- **Directions**
In the text on covering new cases in the decision table, which two storage tiers share the same threshold, and what is that value?

--- START Text excerpt ---

Covering New Cases
We need to add the appropriate rules for cases where the supporting decision Inventory Level yields a value that is equal to or greater than the threshold for each storage tier.
Because the storage tiers have different thresholds, we need multiple new rules.
For now, we’ll return the order amount 0 when nothing needs to be ordered.
Add the new rules to the table, then test with the following command (this is the same as the previous test ).
{
"decisionId": "order_amount",
"variables": "{ \"warehouse_stock_level\": 60, \"orders\": 5, \"spare_parts_reserve\": 5, \"storage_tier\": \"T3\" }"
}
Contracting the Table
It’s likely you chose to add precisely 4 rules in the previous step; one for each storage tier’s threshold value. However, there’s a way we can contract the table further.
Did you notice, that even though tiers T2 and T3 have different order amounts, their threshold is the same? So we needed 2 rules to cover the cases where items need to be ordered. But for the "0 items to order" cases, the inputs are checked against the same value of 50 and result in the same outputs.

--- END Text excerpt ---
--- START Dataset extract ---

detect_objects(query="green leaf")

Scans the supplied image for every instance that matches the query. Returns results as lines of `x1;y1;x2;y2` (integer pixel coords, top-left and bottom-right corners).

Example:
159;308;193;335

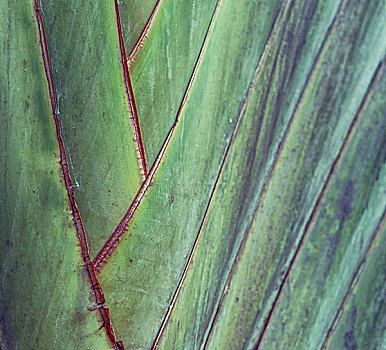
0;0;386;350
41;0;141;256
0;1;110;350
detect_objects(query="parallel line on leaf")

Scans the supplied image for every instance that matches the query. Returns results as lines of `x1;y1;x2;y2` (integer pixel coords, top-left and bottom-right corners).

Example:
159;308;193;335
152;0;290;349
204;0;347;349
114;0;149;181
321;212;386;350
254;61;383;349
127;0;162;62
93;0;221;273
34;0;124;350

--- END Dataset extract ---

- **Complete output**
Tiers T2 and T3 share the same threshold, which is 50.